> [To do]: Please reproduce the records, omitting nothing and changing nothing.

> [Records provided]:
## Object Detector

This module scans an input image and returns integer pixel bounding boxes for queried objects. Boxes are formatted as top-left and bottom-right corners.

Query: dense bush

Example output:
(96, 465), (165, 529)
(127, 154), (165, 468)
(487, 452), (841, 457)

> [Response]:
## Object Detector

This module scans an input image and returns integer pixel bounding boxes for queried objects. Boxes are formatted as top-left and bottom-right corners.

Query: dense bush

Example output:
(96, 465), (165, 529)
(127, 154), (165, 468)
(487, 452), (841, 457)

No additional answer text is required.